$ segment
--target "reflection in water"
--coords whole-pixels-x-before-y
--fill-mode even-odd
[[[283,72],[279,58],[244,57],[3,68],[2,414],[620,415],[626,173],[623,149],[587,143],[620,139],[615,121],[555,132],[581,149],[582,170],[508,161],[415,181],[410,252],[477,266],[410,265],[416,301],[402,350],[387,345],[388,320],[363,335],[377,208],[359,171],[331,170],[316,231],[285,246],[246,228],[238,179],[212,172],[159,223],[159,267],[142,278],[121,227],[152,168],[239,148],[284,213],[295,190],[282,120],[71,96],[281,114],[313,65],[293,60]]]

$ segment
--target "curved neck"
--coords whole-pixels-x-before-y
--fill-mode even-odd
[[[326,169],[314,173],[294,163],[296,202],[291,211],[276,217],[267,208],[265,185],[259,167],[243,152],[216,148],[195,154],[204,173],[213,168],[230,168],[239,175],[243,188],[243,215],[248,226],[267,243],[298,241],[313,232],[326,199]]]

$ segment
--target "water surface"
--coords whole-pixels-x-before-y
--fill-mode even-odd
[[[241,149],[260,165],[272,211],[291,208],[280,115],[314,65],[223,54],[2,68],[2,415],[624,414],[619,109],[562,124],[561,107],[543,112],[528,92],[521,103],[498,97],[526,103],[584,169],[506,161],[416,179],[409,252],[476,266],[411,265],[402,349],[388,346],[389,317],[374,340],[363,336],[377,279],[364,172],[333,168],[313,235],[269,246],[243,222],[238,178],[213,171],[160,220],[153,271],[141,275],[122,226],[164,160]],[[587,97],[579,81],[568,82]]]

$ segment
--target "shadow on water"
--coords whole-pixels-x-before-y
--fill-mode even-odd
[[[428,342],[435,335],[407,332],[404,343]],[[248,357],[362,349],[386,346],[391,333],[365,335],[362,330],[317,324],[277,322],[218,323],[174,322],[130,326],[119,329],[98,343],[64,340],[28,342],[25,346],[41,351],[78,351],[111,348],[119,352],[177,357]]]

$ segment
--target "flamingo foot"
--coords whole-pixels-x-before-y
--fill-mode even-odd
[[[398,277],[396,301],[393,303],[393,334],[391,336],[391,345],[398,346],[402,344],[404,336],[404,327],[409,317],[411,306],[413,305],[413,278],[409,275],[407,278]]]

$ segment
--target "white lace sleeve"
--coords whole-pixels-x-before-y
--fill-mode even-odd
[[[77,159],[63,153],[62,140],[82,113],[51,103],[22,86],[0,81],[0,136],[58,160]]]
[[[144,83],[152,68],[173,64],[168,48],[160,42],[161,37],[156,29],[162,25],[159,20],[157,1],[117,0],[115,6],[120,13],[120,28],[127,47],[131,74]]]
● ● ● ●
Work to complete: Output the entries verbatim.

Solution to the problem:
$ segment
--target "reflection in water"
--coords whole-pixels-x-before-y
--fill-mode even-odd
[[[283,72],[279,58],[244,57],[3,68],[2,414],[620,415],[626,173],[623,149],[587,143],[620,139],[615,121],[555,132],[581,149],[582,170],[508,161],[415,181],[410,252],[477,266],[410,265],[416,301],[402,350],[387,345],[388,320],[363,335],[377,208],[359,171],[331,170],[316,231],[285,246],[246,228],[238,179],[212,172],[159,223],[159,267],[142,278],[121,227],[152,168],[239,148],[284,213],[295,190],[282,120],[71,96],[281,114],[313,65],[293,60]]]

$ segment
--target "curved neck"
--coords whole-pixels-x-before-y
--fill-mode even-odd
[[[326,169],[314,173],[294,163],[296,202],[291,211],[276,217],[267,208],[265,185],[259,167],[243,152],[216,148],[195,154],[204,173],[213,168],[230,168],[239,175],[243,188],[243,215],[248,226],[267,243],[298,241],[313,232],[326,199]]]

$ segment
--target "water surface"
--coords whole-pixels-x-before-y
--fill-mode even-odd
[[[241,149],[260,165],[272,211],[291,208],[280,115],[314,65],[223,54],[2,68],[2,415],[624,414],[619,109],[562,124],[561,107],[543,112],[528,92],[521,103],[498,97],[526,103],[584,169],[506,161],[416,179],[409,252],[476,266],[411,265],[402,349],[388,346],[389,317],[374,340],[363,336],[377,279],[364,172],[333,168],[313,235],[269,246],[243,222],[238,178],[213,171],[160,220],[153,271],[141,275],[122,226],[164,160]],[[587,97],[579,81],[568,82]]]

$ segment
--target "shadow on water"
--coords whole-pixels-x-before-y
--fill-mode even-odd
[[[428,342],[435,335],[407,332],[404,343]],[[248,357],[362,349],[386,346],[391,333],[365,335],[362,330],[317,324],[277,322],[218,323],[174,322],[130,326],[119,329],[98,343],[64,340],[28,342],[25,346],[41,351],[78,351],[111,348],[119,352],[177,357]]]

$ segment
--target "flamingo foot"
--coords whole-pixels-x-before-y
--fill-mode even-odd
[[[398,277],[396,301],[393,303],[393,334],[391,336],[391,345],[398,346],[402,344],[404,336],[404,327],[409,317],[411,306],[413,305],[413,278],[409,275],[407,278]]]

$ segment
--target "white lace sleeve"
--coords whole-pixels-x-before-y
--fill-mode even-odd
[[[77,159],[63,153],[62,140],[82,113],[51,103],[22,86],[0,81],[0,136],[58,160]]]
[[[144,83],[152,68],[173,64],[168,48],[160,42],[161,37],[156,29],[162,25],[159,20],[157,1],[117,0],[115,6],[120,13],[120,28],[127,47],[131,74]]]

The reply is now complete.